__Written request 1__: According to the network-training passage, why does ReLU avoid the problem that the Sigmoid function has during back-propagation?
__Written request 2__: From the network-training passage, write out the text from "Figure 7 shows" to "self-luminous plane objects." word for word.
__Written request 3__: In the network-training passage, what average error did the CNN reach over the 1000 test data?

__Passage given__:
★ ★ ★ ★

In terms of the selection of hyper-parameters, the learning rate is set to 0.001, the epoch is set to 200, and each batch contained 50 images. ReLU function is chosen to be the activation function. Compared with the Sigmoid function widely used before, since the gradient of ReLU function keeps 1 in the positive range of x, it can effectively avoid the saturation of gradient update during back-propagation. As a result, ReLU function is generally used as the activation function for large-scale deep neural networks. Dimension of each layer is shown in Fig. 6. GTX 1080Ti graphics card is used to execute the training process, which takes about 6 hours in total.
Figure 7 shows the results of network training. The network contains 96,909 parameters altogether, among which 96,881 are trainable. The decline curve of the loss function (Fig. 7(a)) shows as the number of iterations increases, the value of loss function drops rapidly and then flattens out, indicating that the training process has achieved expectation. Figure 7(b) presents partial reconstruction images of test set, it turns out that after only 200 epochs, DCIGN can reconstruct the handwritten numeral images very accurately, which means the reconstruction effect of this well-trained network on the test set is satisfactory. In addition, the entire construction process carries out very quickly, which only takes about 3 ms for each image. This experiment has fully confirmed the feasibility of applying the proposed DCIGN to the NLOS scene, aiming to imaging some self-luminous plane objects.
3.2 Positioning with non-self-luminous 3D model
For scene No.2 which is used to explore the location-recovery capacity of the neural network, the diffuse images are preprocessed through procedures similar to the simulation experiment of numerical images explained in Section 3.1: converting into tensor data after perspective transformation. The learning rate is set to 0.001, the batch size and epoch are both set to 500. The diffuse images and the ground truth of coordinates are sent into CNN as inputs and labels for training. 1000 groups of data are randomly selected in advance to test the generalization performance of the network. Partial results are shown in Table 1, the formula $|{a - \hat{a}} |/a$ is applied to calculate the relative error between the output and the ground truth. Over 1000 test data, the average error is about 1.831%, which manifests that CNN can use diffuse images to achieve sub-centimeter level of swift and accurate positioning.

★ ★ ★ ★

Extracted data entries:
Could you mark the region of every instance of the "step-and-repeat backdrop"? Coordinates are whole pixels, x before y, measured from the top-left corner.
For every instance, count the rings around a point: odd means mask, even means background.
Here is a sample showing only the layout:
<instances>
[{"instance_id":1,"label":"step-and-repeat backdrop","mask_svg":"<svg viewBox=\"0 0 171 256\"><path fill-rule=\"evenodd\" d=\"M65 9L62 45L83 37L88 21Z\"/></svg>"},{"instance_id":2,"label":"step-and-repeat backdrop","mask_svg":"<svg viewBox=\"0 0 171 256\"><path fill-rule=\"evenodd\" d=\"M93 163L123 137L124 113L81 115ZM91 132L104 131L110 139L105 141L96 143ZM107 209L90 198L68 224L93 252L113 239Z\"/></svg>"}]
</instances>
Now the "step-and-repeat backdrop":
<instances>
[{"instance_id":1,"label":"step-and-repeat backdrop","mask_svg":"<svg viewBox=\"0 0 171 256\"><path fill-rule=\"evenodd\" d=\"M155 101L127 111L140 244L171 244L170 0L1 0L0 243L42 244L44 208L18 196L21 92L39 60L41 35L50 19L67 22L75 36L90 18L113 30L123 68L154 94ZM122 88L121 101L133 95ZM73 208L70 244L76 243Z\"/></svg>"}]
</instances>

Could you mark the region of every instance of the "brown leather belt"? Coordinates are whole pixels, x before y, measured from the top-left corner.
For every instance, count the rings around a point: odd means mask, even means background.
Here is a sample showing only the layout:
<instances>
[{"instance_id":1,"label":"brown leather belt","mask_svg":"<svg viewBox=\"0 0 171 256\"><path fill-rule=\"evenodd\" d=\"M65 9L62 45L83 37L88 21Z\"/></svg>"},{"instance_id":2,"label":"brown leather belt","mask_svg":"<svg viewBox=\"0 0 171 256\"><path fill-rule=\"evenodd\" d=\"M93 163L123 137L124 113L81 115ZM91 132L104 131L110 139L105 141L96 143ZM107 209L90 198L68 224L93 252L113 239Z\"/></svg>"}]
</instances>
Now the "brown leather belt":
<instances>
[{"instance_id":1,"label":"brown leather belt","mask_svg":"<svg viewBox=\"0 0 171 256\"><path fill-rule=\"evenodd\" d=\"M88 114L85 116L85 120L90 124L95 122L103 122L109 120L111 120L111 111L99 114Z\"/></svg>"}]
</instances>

★ ★ ★ ★

__Task solution 1__: The gradient of the ReLU function stays at 1 in the positive range of x. This lets it avoid saturation of the gradient update during back-propagation, which the Sigmoid function is compared against. For this reason, ReLU is generally used as the activation function for large-scale deep neural networks.

__Task solution 2__:
Figure 7 shows the results of network training. The network contains 96,909 parameters altogether, among which 96,881 are trainable. The decline curve of the loss function (Fig. 7(a)) shows as the number of iterations increases, the value of loss function drops rapidly and then flattens out, indicating that the training process has achieved expectation. Figure 7(b) presents partial reconstruction images of test set, it turns out that after only 200 epochs, DCIGN can reconstruct the handwritten numeral images very accurately, which means the reconstruction effect of this well-trained network on the test set is satisfactory. In addition, the entire construction process carries out very quickly, which only takes about 3 ms for each image. This experiment has fully confirmed the feasibility of applying the proposed DCIGN to the NLOS scene, aiming to imaging some self-luminous plane objects.

__Task solution 3__: About 1.831%.